Task statement: How many of the lines below include "lanyard"? Give the number and no other words.

Records shown:

______________________________

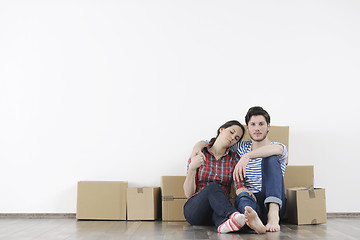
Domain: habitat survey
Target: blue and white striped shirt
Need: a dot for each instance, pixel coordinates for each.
(253, 178)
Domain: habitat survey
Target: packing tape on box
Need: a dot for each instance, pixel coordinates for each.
(311, 192)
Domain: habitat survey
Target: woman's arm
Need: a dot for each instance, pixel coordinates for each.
(190, 184)
(198, 147)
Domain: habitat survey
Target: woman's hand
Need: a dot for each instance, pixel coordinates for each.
(196, 161)
(240, 168)
(240, 190)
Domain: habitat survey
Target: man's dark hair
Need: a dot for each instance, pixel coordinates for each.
(256, 111)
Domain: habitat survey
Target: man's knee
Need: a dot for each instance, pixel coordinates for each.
(214, 186)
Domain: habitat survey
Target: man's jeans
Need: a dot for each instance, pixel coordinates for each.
(272, 190)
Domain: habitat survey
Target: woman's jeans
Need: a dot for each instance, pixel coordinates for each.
(209, 206)
(272, 190)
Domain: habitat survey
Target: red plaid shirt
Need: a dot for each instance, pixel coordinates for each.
(220, 171)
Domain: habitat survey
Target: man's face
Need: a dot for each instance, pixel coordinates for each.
(258, 128)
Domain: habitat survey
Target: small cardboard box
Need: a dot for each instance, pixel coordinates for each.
(173, 198)
(173, 210)
(299, 176)
(306, 205)
(101, 200)
(143, 203)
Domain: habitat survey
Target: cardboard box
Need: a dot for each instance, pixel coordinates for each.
(299, 176)
(173, 198)
(143, 203)
(173, 210)
(306, 205)
(101, 200)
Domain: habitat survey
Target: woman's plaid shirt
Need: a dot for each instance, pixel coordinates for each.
(220, 171)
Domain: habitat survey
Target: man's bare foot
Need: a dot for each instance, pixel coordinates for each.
(253, 220)
(273, 218)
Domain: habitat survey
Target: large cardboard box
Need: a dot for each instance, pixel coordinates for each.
(173, 198)
(306, 205)
(101, 200)
(143, 203)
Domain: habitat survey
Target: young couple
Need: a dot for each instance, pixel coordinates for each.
(256, 167)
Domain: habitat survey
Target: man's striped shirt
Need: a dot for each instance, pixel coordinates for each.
(253, 178)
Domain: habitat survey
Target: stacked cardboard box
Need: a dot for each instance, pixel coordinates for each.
(101, 200)
(143, 203)
(173, 198)
(305, 205)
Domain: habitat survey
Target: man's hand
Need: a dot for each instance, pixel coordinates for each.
(240, 168)
(196, 161)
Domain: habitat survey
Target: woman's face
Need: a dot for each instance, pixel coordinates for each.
(231, 135)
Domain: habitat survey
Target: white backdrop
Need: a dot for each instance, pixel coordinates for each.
(121, 90)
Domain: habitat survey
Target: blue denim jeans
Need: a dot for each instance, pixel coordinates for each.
(272, 190)
(209, 206)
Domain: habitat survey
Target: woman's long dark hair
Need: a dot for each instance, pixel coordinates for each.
(226, 125)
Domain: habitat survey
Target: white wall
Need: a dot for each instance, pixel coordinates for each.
(121, 90)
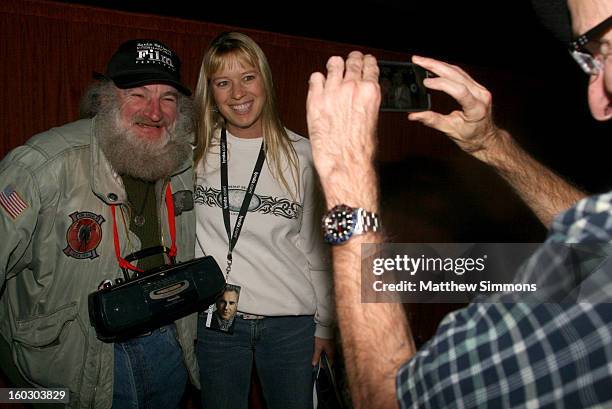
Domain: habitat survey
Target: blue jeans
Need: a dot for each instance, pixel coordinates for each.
(281, 349)
(149, 371)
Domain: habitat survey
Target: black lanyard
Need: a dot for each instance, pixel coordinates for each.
(233, 237)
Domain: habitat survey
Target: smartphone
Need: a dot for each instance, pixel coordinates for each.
(401, 86)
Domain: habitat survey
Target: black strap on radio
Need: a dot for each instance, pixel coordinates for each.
(233, 237)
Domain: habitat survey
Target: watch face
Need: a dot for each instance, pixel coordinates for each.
(339, 224)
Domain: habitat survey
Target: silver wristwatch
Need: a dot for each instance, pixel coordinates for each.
(342, 222)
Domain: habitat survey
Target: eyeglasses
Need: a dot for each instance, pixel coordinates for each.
(588, 51)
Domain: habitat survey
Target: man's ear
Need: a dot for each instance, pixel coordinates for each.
(599, 98)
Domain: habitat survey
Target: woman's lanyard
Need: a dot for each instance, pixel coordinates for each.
(233, 237)
(126, 265)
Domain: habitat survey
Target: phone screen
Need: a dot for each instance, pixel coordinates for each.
(401, 86)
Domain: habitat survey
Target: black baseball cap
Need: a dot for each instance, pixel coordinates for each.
(555, 16)
(144, 61)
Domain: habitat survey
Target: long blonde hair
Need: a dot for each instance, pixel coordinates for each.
(208, 119)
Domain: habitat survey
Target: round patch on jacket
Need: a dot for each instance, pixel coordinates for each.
(84, 235)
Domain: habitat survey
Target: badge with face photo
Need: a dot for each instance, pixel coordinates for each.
(221, 315)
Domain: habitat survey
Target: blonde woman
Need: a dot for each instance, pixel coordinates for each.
(257, 206)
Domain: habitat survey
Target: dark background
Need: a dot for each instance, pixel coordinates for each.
(504, 36)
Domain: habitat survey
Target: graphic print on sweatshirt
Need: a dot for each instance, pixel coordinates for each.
(277, 206)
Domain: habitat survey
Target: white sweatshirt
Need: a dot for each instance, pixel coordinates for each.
(280, 260)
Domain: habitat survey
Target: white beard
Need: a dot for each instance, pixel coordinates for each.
(149, 160)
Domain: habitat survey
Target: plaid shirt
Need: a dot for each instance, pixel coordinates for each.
(502, 354)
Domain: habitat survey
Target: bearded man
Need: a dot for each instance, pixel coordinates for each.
(75, 201)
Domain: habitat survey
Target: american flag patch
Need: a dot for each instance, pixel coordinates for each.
(11, 202)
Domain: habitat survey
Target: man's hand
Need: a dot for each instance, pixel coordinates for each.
(342, 114)
(472, 128)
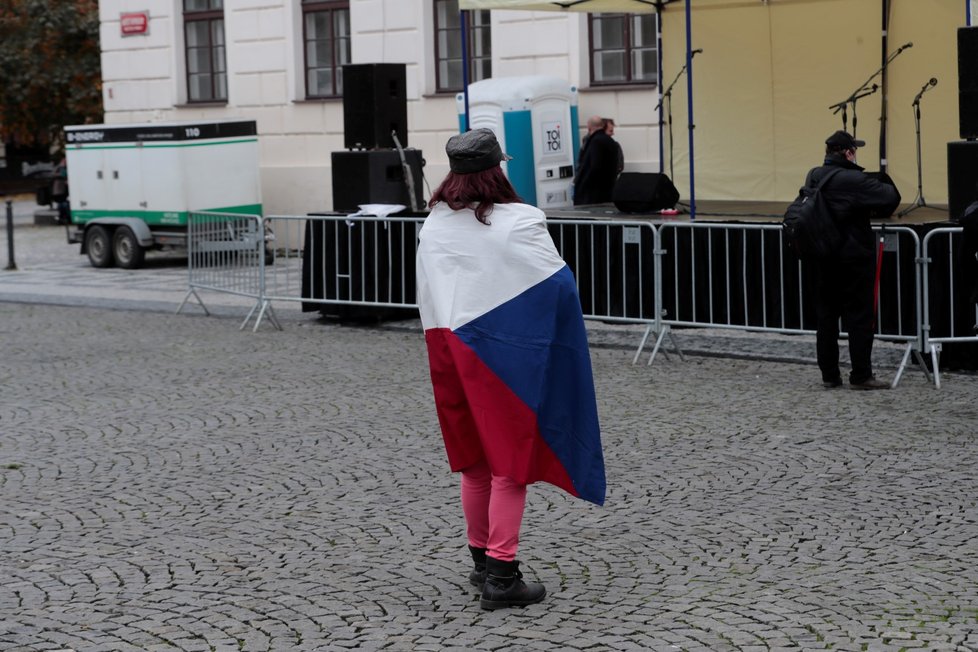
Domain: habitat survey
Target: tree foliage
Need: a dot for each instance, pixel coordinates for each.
(50, 69)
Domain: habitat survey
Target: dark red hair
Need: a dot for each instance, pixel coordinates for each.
(481, 189)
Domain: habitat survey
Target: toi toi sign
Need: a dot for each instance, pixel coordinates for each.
(133, 23)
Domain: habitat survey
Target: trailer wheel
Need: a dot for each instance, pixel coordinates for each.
(129, 254)
(99, 246)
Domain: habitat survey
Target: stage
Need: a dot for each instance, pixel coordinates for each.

______________________________

Output below: 2